-- ENUNCIADO A --
Expresa como tabla Markdown las filas proporcionadas, desde su comienzo hasta la línea que contiene "<point>270,119</point>", incluida esta. Usa las columnas Número y Línea, y omite las líneas en blanco.

-- TEXTO MOSTRADO --

*-*-*

Fin de la primera parte
José Antonio Zarzalejos se refiere al papel del Rey en la presente tesitura política: “El fracaso del PSOE y Ciudadanos en la investidura de Sánchez enciende una nueva discusión sobre lo que debería o no hacer ahora el jefe del Estado. De acuerdo con la opinión prácticamente unánime de los juristas que se han pronunciado al respecto, la condición de candidato a la investidura del líder socialista ha caducado”.

*-*-*

-- FILAS PROPORCIONADAS --
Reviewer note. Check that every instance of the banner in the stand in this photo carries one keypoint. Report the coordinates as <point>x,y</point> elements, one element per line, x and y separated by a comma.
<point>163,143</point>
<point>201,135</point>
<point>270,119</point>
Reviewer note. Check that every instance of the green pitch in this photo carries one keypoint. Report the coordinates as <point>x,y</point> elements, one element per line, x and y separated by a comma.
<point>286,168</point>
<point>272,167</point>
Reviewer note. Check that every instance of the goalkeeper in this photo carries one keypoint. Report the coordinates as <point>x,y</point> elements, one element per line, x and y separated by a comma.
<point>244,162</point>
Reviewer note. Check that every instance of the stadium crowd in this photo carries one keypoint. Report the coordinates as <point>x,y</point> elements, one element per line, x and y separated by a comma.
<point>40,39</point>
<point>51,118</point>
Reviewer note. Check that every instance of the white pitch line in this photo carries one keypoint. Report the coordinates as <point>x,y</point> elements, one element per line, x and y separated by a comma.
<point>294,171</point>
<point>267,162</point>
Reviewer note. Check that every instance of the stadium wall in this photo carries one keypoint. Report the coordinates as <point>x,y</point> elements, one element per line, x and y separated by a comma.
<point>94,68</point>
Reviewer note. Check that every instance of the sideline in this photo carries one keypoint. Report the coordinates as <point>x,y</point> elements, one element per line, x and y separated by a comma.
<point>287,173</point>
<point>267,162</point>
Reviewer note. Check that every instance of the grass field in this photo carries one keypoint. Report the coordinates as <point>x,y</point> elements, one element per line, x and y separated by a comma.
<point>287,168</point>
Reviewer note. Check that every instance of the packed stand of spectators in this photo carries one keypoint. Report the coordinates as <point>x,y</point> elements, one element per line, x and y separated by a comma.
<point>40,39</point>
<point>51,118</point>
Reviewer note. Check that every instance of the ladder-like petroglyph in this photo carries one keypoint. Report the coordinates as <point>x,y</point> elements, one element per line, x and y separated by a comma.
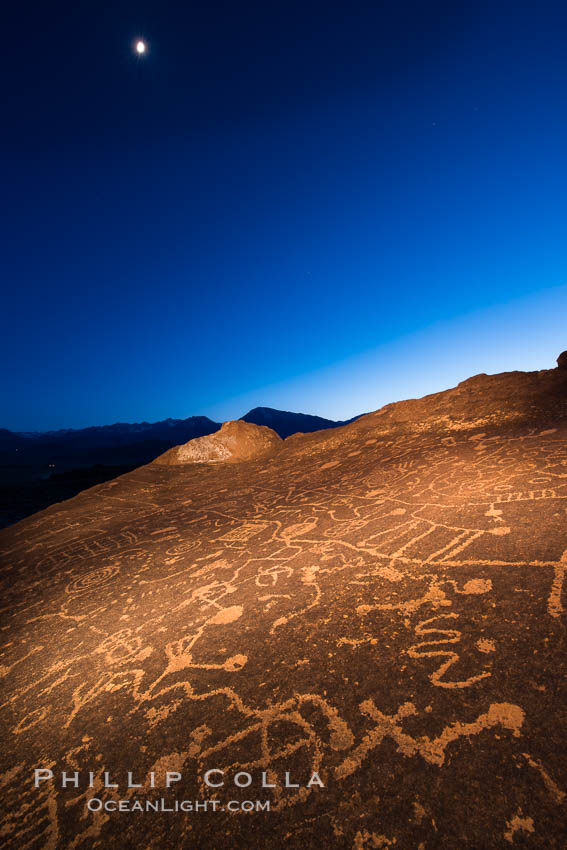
<point>383,606</point>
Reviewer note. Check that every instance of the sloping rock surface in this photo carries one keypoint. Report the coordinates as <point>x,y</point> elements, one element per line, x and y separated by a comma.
<point>236,441</point>
<point>382,605</point>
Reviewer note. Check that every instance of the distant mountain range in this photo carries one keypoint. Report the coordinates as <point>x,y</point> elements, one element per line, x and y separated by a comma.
<point>124,443</point>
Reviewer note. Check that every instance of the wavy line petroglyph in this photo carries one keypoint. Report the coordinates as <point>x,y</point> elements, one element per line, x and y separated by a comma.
<point>382,604</point>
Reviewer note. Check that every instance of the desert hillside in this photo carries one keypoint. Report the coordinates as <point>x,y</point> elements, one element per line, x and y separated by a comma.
<point>380,606</point>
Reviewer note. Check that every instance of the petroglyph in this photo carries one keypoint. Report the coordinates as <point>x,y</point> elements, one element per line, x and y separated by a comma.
<point>394,621</point>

*-*-*

-- ENUNCIADO B --
Enumera todos los nombres propios de personas y de formaciones políticas que aparecen en el texto sobre el papel del Rey.

-- RESPUESTA FINAL A --
| Número | Línea |
|---|---|
| 1 | Reviewer note. Check that every instance of the banner in the stand in this photo carries one keypoint. Report the coordinates as <point>x,y</point> elements, one element per line, x and y separated by a comma. |
| 2 | <point>163,143</point> |
| 3 | <point>201,135</point> |
| 4 | <point>270,119</point> |

-- RESPUESTA FINAL B --
- José Antonio Zarzalejos
- PSOE
- Ciudadanos
- Sánchez